Consegne
(A) Nel testo sulle religioni nel web, a quali scopi servono le app che le religioni hanno elaborato per smartphone e tablet? Rispondi in una o due frasi.
(B) Prosegui il testo sulle religioni nel web a partire dalla frase "Stasera si parlerà delle interpretazioni sociologiche della presenza delle religioni nel web".

Testo fornito
Le religioni utilizzano anche le piattaforme dei social media: Facebook/Meta, Twitter/X, Instagram, canali YouTube e podcast, qualcuno anche TikTok. Hanno anche elaborato app specifiche per smartphone e tablet (per i testi sacri, per i riti, per pregare o meditare, e per molto altro).
Alcuni, soprattutto tra gli anziani, rifiutano per principio l’utilizzo dei nuovi media, ma sono sempre meno. Ormai tutte le religioni, che io sappia, li utilizzano in vari modi e misure.

Stasera si parlerà delle interpretazioni sociologiche della presenza delle religioni nel web e anche di fenomeni più particolari, come quello dei telepredicatori evangelici che propongono la “teologia della prosperità”, o quello dell’utilizzo che i vari fondamentalisti fanno dei social per reclutare, collegare, orientare; e di molto altro.

[Record di partenza]
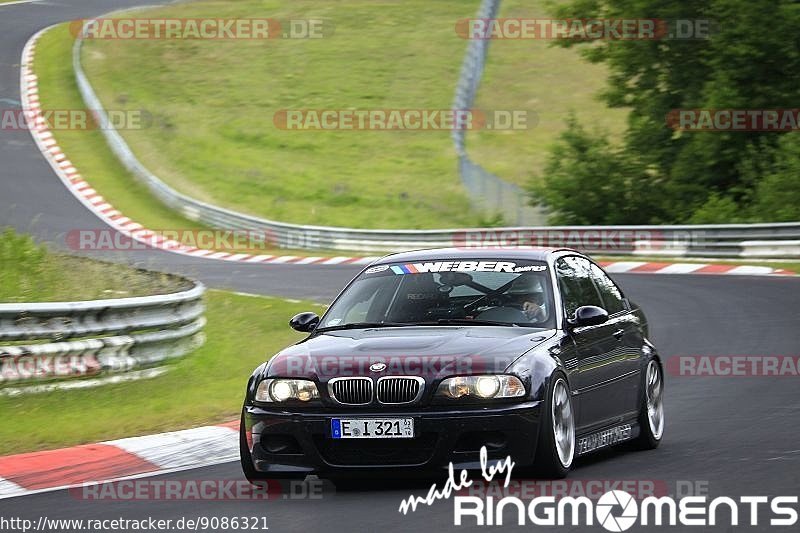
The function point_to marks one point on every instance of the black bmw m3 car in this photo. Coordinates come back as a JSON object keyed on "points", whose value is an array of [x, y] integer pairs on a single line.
{"points": [[434, 357]]}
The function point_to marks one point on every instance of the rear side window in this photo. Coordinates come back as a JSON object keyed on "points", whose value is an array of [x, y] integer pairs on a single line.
{"points": [[612, 296], [577, 288]]}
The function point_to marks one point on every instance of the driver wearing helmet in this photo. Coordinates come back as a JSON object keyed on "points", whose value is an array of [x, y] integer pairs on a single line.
{"points": [[527, 291]]}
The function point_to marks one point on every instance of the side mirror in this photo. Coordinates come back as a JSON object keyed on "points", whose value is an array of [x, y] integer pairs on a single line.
{"points": [[304, 322], [588, 315]]}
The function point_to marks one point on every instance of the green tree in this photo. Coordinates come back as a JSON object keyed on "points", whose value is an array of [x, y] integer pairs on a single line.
{"points": [[750, 61]]}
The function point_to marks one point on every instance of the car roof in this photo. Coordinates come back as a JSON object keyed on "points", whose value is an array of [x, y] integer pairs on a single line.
{"points": [[443, 254]]}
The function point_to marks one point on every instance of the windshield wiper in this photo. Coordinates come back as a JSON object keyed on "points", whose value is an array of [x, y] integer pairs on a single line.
{"points": [[365, 325]]}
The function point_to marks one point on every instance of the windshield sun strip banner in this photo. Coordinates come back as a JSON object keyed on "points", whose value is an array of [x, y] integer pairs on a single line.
{"points": [[458, 266]]}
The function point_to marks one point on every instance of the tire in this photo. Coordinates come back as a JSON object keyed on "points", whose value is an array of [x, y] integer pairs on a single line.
{"points": [[651, 410], [555, 451]]}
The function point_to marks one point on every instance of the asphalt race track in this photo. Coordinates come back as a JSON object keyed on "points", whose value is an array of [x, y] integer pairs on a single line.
{"points": [[735, 436]]}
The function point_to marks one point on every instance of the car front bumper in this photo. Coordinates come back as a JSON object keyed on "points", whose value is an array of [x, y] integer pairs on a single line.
{"points": [[294, 442]]}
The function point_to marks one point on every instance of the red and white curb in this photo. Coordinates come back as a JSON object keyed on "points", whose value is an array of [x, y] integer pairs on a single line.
{"points": [[30, 473], [98, 205]]}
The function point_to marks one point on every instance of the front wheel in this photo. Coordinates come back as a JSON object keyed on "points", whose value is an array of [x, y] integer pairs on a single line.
{"points": [[556, 447], [651, 411]]}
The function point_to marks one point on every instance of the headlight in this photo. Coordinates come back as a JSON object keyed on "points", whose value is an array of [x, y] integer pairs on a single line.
{"points": [[490, 386], [281, 390]]}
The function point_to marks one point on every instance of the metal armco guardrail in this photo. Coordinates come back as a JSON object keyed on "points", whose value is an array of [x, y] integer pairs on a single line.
{"points": [[96, 337], [726, 240]]}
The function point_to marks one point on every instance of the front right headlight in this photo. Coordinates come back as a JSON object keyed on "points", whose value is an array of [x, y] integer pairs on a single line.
{"points": [[488, 386], [281, 390]]}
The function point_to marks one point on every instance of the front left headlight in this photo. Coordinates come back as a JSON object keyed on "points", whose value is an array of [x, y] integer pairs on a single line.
{"points": [[281, 390], [487, 387]]}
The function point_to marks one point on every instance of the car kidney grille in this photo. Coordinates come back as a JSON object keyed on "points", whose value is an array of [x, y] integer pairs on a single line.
{"points": [[393, 390], [351, 391]]}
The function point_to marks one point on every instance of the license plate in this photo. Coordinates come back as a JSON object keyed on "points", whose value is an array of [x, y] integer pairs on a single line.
{"points": [[372, 428]]}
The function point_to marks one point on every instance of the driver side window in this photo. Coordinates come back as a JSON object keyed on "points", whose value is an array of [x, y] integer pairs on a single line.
{"points": [[576, 285]]}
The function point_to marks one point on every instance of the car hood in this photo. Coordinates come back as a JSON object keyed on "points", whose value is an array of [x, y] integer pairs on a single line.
{"points": [[428, 352]]}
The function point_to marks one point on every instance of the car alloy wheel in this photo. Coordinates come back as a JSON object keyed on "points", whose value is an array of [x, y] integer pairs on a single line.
{"points": [[563, 423]]}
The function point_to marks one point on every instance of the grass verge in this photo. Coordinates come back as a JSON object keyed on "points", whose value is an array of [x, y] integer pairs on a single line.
{"points": [[92, 157], [204, 387], [525, 74], [30, 273], [213, 104]]}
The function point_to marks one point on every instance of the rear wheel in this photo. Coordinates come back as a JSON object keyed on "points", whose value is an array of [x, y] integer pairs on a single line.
{"points": [[651, 411], [556, 447]]}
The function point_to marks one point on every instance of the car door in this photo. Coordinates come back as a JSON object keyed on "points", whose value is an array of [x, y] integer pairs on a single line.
{"points": [[629, 335], [597, 349]]}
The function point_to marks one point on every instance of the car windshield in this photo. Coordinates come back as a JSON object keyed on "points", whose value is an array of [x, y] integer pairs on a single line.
{"points": [[465, 291]]}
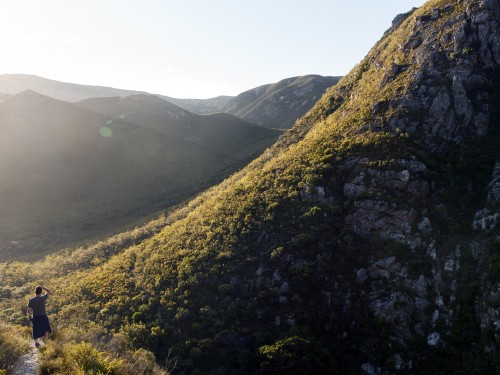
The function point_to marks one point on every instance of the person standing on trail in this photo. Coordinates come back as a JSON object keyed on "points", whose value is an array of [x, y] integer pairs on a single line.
{"points": [[38, 316]]}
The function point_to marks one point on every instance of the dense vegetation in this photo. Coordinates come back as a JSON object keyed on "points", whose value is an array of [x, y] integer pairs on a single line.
{"points": [[260, 273], [79, 175]]}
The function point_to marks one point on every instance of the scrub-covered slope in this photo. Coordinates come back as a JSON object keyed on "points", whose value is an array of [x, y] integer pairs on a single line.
{"points": [[365, 240], [69, 174]]}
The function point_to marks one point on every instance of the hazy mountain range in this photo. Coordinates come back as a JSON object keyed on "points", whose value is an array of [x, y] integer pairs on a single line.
{"points": [[70, 174], [364, 241], [275, 105]]}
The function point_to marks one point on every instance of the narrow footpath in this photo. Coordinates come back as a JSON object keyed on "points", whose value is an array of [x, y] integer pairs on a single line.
{"points": [[27, 364]]}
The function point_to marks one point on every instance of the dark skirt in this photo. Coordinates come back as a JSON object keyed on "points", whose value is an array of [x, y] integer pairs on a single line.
{"points": [[40, 326]]}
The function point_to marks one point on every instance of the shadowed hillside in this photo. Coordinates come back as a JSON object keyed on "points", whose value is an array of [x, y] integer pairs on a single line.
{"points": [[280, 104], [70, 174], [364, 241]]}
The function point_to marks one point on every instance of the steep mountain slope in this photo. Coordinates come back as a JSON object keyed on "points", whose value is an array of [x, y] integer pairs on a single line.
{"points": [[280, 104], [70, 174], [70, 92], [366, 240]]}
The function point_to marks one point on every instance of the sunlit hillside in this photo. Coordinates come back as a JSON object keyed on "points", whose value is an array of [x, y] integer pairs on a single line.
{"points": [[364, 241], [71, 175]]}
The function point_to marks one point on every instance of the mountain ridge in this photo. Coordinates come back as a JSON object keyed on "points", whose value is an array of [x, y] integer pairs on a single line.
{"points": [[364, 241], [84, 169]]}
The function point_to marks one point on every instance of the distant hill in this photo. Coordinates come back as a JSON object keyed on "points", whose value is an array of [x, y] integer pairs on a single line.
{"points": [[70, 174], [276, 105], [70, 92], [211, 132], [201, 106], [365, 241], [280, 104]]}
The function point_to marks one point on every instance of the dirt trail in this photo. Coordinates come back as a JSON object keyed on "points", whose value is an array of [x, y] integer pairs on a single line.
{"points": [[27, 364]]}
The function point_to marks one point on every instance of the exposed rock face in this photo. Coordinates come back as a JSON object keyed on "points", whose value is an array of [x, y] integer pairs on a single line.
{"points": [[454, 52], [370, 231]]}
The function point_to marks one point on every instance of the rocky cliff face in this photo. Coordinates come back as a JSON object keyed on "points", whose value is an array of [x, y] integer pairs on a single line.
{"points": [[365, 240]]}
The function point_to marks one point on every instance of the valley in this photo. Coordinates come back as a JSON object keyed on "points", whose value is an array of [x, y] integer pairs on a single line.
{"points": [[365, 239]]}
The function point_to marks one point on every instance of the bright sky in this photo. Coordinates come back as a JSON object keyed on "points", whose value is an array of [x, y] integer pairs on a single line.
{"points": [[189, 48]]}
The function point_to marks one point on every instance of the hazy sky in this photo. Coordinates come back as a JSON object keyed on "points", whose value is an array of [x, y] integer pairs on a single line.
{"points": [[189, 48]]}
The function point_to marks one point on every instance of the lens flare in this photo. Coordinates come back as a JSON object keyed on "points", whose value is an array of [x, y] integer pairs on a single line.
{"points": [[105, 132]]}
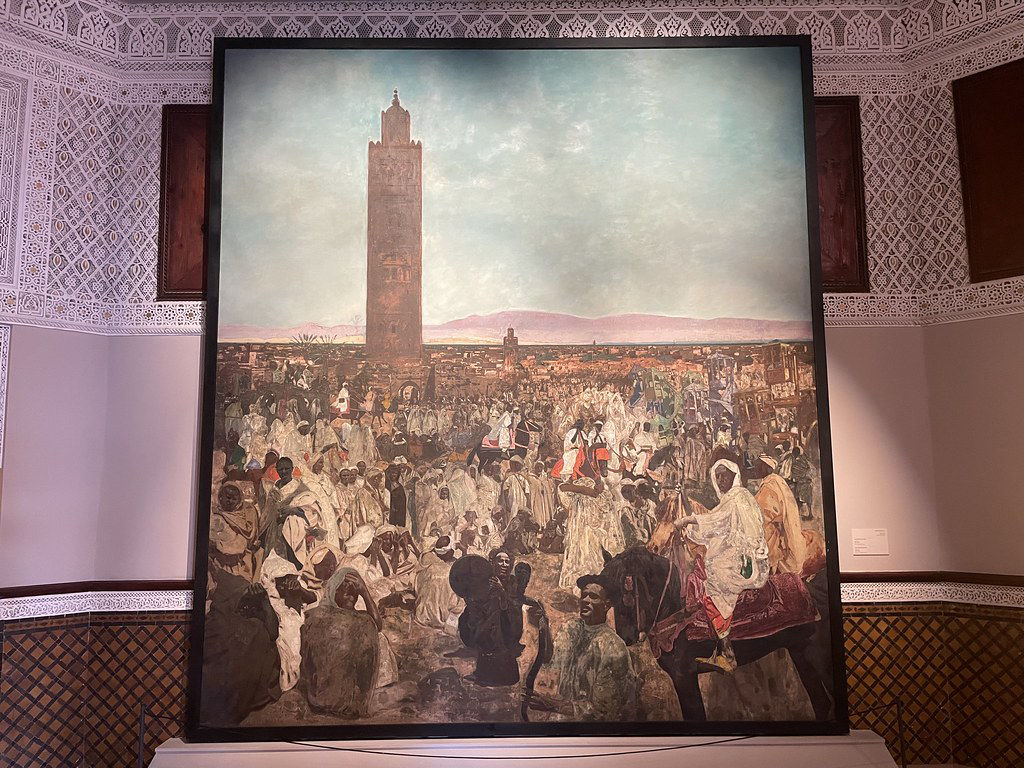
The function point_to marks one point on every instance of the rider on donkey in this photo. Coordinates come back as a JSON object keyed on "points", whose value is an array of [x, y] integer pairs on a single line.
{"points": [[736, 557]]}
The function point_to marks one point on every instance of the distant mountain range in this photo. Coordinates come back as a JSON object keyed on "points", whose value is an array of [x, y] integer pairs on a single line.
{"points": [[554, 328]]}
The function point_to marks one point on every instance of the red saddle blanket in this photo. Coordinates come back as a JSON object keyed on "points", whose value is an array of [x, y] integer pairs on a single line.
{"points": [[782, 602]]}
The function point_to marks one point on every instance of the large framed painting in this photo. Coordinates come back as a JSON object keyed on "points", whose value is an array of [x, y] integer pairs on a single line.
{"points": [[514, 414]]}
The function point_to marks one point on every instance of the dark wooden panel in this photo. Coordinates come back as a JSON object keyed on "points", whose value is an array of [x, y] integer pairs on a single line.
{"points": [[841, 194], [990, 132], [180, 267]]}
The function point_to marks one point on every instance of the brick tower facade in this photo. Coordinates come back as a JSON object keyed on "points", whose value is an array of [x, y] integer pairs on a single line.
{"points": [[394, 240]]}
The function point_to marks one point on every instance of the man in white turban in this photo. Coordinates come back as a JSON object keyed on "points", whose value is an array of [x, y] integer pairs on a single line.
{"points": [[736, 556]]}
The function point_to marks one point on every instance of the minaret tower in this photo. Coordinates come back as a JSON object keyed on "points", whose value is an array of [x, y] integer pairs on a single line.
{"points": [[394, 240]]}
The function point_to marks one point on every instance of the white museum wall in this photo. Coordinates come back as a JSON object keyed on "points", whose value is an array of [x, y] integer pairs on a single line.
{"points": [[53, 456], [882, 446], [975, 375], [145, 521]]}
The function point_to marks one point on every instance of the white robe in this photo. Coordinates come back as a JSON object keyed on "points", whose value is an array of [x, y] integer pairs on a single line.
{"points": [[571, 445], [733, 531], [289, 621], [436, 604]]}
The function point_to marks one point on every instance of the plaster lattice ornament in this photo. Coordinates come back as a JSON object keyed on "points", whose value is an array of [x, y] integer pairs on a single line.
{"points": [[88, 178]]}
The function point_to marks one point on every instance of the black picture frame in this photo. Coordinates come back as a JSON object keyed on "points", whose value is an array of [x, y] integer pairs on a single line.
{"points": [[195, 731]]}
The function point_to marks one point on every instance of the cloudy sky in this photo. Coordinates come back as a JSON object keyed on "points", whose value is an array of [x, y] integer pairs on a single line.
{"points": [[668, 181]]}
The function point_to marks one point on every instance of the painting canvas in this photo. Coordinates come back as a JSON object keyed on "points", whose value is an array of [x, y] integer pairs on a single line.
{"points": [[514, 413]]}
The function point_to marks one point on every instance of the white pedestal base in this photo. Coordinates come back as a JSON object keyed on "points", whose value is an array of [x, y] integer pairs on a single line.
{"points": [[858, 750]]}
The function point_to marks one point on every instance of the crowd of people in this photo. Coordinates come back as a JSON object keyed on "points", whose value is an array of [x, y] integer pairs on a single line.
{"points": [[324, 518]]}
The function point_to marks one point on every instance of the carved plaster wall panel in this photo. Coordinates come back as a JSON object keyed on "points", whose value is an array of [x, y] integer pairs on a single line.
{"points": [[94, 75]]}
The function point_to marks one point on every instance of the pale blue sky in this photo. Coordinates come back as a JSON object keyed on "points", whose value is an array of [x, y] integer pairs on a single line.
{"points": [[593, 182]]}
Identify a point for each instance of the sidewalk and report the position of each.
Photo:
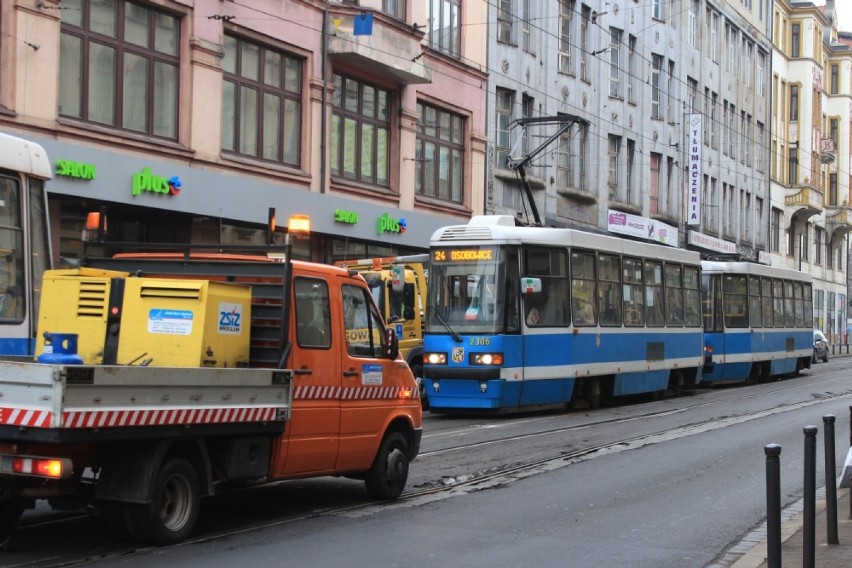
(826, 556)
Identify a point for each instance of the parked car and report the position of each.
(820, 347)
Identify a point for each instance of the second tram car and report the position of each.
(758, 321)
(24, 242)
(525, 317)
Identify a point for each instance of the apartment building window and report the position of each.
(261, 102)
(440, 154)
(795, 39)
(582, 149)
(818, 237)
(614, 148)
(692, 25)
(793, 166)
(714, 103)
(748, 54)
(670, 93)
(669, 199)
(503, 110)
(794, 103)
(564, 160)
(119, 65)
(657, 9)
(445, 26)
(713, 35)
(654, 190)
(584, 41)
(360, 131)
(632, 70)
(692, 93)
(732, 131)
(526, 26)
(394, 8)
(614, 63)
(656, 90)
(566, 10)
(832, 190)
(775, 230)
(631, 163)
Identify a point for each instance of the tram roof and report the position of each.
(501, 229)
(24, 156)
(721, 267)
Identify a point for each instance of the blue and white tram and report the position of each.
(527, 317)
(24, 242)
(758, 321)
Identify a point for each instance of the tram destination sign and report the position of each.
(464, 254)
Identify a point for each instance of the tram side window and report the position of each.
(798, 304)
(674, 295)
(11, 251)
(633, 293)
(735, 304)
(550, 306)
(766, 302)
(583, 288)
(609, 289)
(789, 305)
(778, 302)
(754, 306)
(691, 297)
(654, 308)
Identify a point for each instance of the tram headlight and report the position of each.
(486, 359)
(435, 358)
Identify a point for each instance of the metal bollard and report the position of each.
(773, 505)
(809, 531)
(830, 480)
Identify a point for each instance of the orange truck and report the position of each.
(200, 372)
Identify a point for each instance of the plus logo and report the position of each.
(230, 318)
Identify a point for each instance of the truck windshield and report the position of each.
(470, 297)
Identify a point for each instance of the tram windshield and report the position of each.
(470, 296)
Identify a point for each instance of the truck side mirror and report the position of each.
(392, 344)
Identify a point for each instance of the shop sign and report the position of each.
(78, 170)
(387, 224)
(343, 216)
(146, 181)
(712, 243)
(641, 227)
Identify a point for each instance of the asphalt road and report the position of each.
(674, 483)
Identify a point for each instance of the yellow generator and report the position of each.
(123, 320)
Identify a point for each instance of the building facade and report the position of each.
(811, 125)
(191, 119)
(673, 101)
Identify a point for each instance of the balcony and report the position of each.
(391, 48)
(803, 202)
(838, 221)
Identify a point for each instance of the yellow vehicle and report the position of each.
(398, 285)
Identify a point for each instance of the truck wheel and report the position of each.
(172, 513)
(387, 478)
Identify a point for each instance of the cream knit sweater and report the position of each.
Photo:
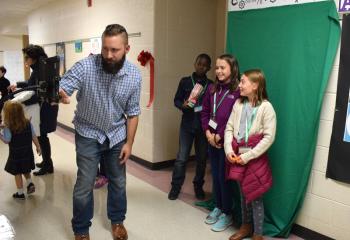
(264, 123)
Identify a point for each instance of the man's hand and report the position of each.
(64, 98)
(231, 157)
(12, 87)
(38, 151)
(125, 153)
(185, 104)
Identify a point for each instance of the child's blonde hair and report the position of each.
(14, 117)
(257, 76)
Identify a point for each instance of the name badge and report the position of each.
(213, 124)
(198, 109)
(242, 150)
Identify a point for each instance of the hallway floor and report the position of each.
(151, 216)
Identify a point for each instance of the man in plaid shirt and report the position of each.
(108, 95)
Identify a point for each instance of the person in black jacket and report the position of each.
(48, 112)
(191, 129)
(4, 84)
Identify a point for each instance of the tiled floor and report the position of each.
(47, 213)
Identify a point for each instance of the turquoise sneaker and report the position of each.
(213, 216)
(223, 222)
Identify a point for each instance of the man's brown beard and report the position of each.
(114, 67)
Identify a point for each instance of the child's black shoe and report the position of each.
(18, 196)
(30, 188)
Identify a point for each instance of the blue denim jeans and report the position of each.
(188, 135)
(88, 154)
(223, 190)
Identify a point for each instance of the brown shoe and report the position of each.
(82, 237)
(257, 237)
(119, 232)
(245, 230)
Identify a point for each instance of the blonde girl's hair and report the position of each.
(14, 117)
(235, 74)
(257, 76)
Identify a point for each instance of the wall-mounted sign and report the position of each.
(240, 5)
(78, 46)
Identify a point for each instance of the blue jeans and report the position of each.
(88, 154)
(187, 136)
(223, 190)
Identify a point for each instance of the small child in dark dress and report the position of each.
(18, 133)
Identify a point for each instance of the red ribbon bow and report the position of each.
(144, 58)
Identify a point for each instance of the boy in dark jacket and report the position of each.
(188, 99)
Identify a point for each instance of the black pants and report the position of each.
(45, 146)
(186, 139)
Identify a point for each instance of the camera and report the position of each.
(48, 79)
(47, 83)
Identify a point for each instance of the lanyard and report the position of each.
(248, 125)
(203, 90)
(215, 108)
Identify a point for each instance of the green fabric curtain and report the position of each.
(295, 46)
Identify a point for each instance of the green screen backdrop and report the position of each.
(295, 46)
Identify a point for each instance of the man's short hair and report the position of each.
(34, 52)
(3, 69)
(115, 30)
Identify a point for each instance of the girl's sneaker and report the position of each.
(100, 181)
(30, 188)
(213, 216)
(18, 196)
(223, 222)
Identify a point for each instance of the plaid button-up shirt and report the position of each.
(104, 100)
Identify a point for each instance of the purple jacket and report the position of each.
(255, 177)
(222, 113)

Risposte
(A) Le app servono per i testi sacri, per i riti, per pregare o meditare, e per molto altro.

(B)
Come vedremo, la principale differenza che possiamo osservare è quella tra le religioni storiche, che utilizzano anche il web, e nuove espressioni religiose che agiscono principalmente tramite il web o, addirittura, che hanno avuto origine direttamente online: cioè le religioni e i movimenti spirituali nativi del web.

Soprattutto in questi casi, queste religioni possono incorporare aspetti della cultura digitale che strutturano la loro organizzazione e la loro pratica religiosa. Questo ci richiama il problema, più generale, di quanto i nostri habitus (i nostri abiti mentali) strutturino i media e, nello stesso tempo, siano strutturati dai media informatici.

Marshall McLuhan, dicendo che “il mezzo è il messaggio”, ha sostenuto che il modo in cui un messaggio viene trasmesso ha un impatto più forte del significato stesso del testo o dell’immagine trasmessa, cioè che il “mezzo” condiziona la nostra interpretazione, la nostra capacità di comprendere il significato del messaggio.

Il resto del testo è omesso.